Work instructions
Reproduce each of the rows below word for word, with no changes.

+++ Provided entries

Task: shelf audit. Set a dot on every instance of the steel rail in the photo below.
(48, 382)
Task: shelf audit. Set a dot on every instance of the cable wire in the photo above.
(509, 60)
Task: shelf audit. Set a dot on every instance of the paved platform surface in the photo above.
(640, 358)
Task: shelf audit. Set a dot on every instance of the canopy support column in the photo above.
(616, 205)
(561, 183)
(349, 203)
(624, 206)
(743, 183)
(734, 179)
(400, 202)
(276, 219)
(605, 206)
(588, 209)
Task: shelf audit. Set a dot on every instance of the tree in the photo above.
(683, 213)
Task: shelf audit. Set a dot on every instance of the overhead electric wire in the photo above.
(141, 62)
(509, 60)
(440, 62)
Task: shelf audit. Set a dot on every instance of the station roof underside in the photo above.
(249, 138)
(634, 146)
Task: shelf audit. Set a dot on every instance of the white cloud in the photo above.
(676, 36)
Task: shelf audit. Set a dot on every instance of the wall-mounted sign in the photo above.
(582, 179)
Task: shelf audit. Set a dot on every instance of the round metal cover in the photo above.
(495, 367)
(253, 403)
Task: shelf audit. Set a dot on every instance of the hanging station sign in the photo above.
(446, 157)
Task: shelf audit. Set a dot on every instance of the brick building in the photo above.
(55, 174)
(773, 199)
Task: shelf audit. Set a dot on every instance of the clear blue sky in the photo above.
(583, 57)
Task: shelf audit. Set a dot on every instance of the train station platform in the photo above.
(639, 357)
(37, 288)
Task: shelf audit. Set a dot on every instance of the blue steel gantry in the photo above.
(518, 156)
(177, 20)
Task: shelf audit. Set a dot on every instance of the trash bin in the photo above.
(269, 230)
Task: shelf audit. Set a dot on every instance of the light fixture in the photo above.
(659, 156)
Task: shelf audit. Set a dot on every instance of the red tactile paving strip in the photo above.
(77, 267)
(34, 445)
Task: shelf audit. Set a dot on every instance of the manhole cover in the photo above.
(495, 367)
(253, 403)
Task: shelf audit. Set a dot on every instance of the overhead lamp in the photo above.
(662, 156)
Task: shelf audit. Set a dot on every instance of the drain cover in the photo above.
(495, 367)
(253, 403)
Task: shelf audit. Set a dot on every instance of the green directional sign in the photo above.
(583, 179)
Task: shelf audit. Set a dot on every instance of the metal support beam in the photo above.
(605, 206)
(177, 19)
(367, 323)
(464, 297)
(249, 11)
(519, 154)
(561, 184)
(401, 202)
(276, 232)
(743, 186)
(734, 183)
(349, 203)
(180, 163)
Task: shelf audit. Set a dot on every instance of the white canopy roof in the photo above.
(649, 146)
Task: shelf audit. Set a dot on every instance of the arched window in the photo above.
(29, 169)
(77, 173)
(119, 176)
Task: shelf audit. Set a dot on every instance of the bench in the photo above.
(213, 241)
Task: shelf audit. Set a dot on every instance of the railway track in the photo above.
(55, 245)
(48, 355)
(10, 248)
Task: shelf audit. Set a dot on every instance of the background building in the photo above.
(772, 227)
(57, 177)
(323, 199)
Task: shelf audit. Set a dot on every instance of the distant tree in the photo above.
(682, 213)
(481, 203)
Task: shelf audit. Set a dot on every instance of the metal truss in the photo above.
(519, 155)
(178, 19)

++++++

Written answer
Task: shelf audit. Set a dot on every instance of the steel rail in the photo below.
(48, 382)
Task: shelf audit. Set a dot on every instance of the cable wire in the photo above.
(509, 60)
Task: shelf audit. Set a dot on every instance of the paved platform surface in the photo above.
(640, 358)
Task: shelf audit. Set a dot on every instance of the canopy support column in the photo above.
(616, 205)
(561, 183)
(349, 203)
(624, 206)
(743, 183)
(734, 179)
(400, 202)
(276, 219)
(605, 206)
(588, 209)
Task: shelf audit. Set a dot on every instance of the tree in the photo above.
(683, 213)
Task: shelf audit. Set a dot on every instance of the overhead electric wire in the photo above.
(141, 62)
(509, 60)
(440, 62)
Task: shelf audit. Set a dot on every instance of the station roof underside in the photo above.
(249, 138)
(634, 146)
Task: shelf audit. Set a dot on every instance of the white cloud in the photo above.
(676, 36)
Task: shelf audit. Set a dot on every instance of the wall-mounted sign in the photo above.
(582, 179)
Task: shelf audit. Set a dot on every instance of the round metal cover in the photo above.
(495, 367)
(253, 403)
Task: shelf audit. Set a dot on every instance of the hanging station sign in the photo above.
(446, 157)
Task: shelf audit. Set a dot on every instance of the brick building in the photo above.
(55, 174)
(773, 199)
Task: shelf audit. Set a dot on every instance of the clear blue sky in the photo above.
(583, 57)
Task: shelf audit. Set a dot on every instance of the train station platform in the photo above.
(639, 357)
(37, 288)
Task: shelf audit. Set a dot on every instance of the blue steel gantry in the photo above.
(518, 156)
(177, 20)
Task: shelf audit. Set a dot on every instance of the trash bin in the photo above.
(269, 230)
Task: shelf audit. Set a dot on every instance of the light fixture in the photo above.
(659, 156)
Task: shelf audit. Set a dot on every instance of the red tactile paving strip in the photo above.
(77, 267)
(34, 445)
Task: shelf audit. Set a dot on every instance of the manhole cover in the photo above.
(495, 367)
(253, 403)
Task: shelf audit. Set a dot on every instance of the overhead lamp in the photo above.
(662, 156)
Task: shelf audit. Set a dot on every instance of the drain cover in the photo above.
(495, 367)
(253, 403)
Task: shelf audit. Set a dot on every instance of the green directional sign in the photo above.
(583, 179)
Task: shelf audit. Set a dot on every instance of the metal support beam in the photo above.
(605, 206)
(177, 19)
(367, 323)
(464, 297)
(249, 11)
(519, 154)
(561, 184)
(401, 202)
(276, 232)
(743, 186)
(734, 183)
(349, 203)
(180, 163)
Task: shelf audit. Set a dot on every instance of the white canopy roof in the photo above.
(649, 146)
Task: shelf audit. Set a dot on every instance of the arched window in the photo above.
(29, 169)
(77, 173)
(119, 176)
Task: shelf audit. Set a dot on every instance of the bench in the photo above.
(213, 241)
Task: shelf audit. Set a dot on every instance of the railway track in the photo above.
(55, 245)
(48, 355)
(10, 248)
Task: shelf audit. Set a dot on every instance of the background building in the photo above.
(772, 227)
(57, 177)
(323, 199)
Task: shelf audit. Set a dot on every instance of the distant tree in the photo above.
(682, 213)
(481, 203)
Task: shelf audit. Set a dot on every instance of the metal truss in the photo above.
(519, 155)
(178, 19)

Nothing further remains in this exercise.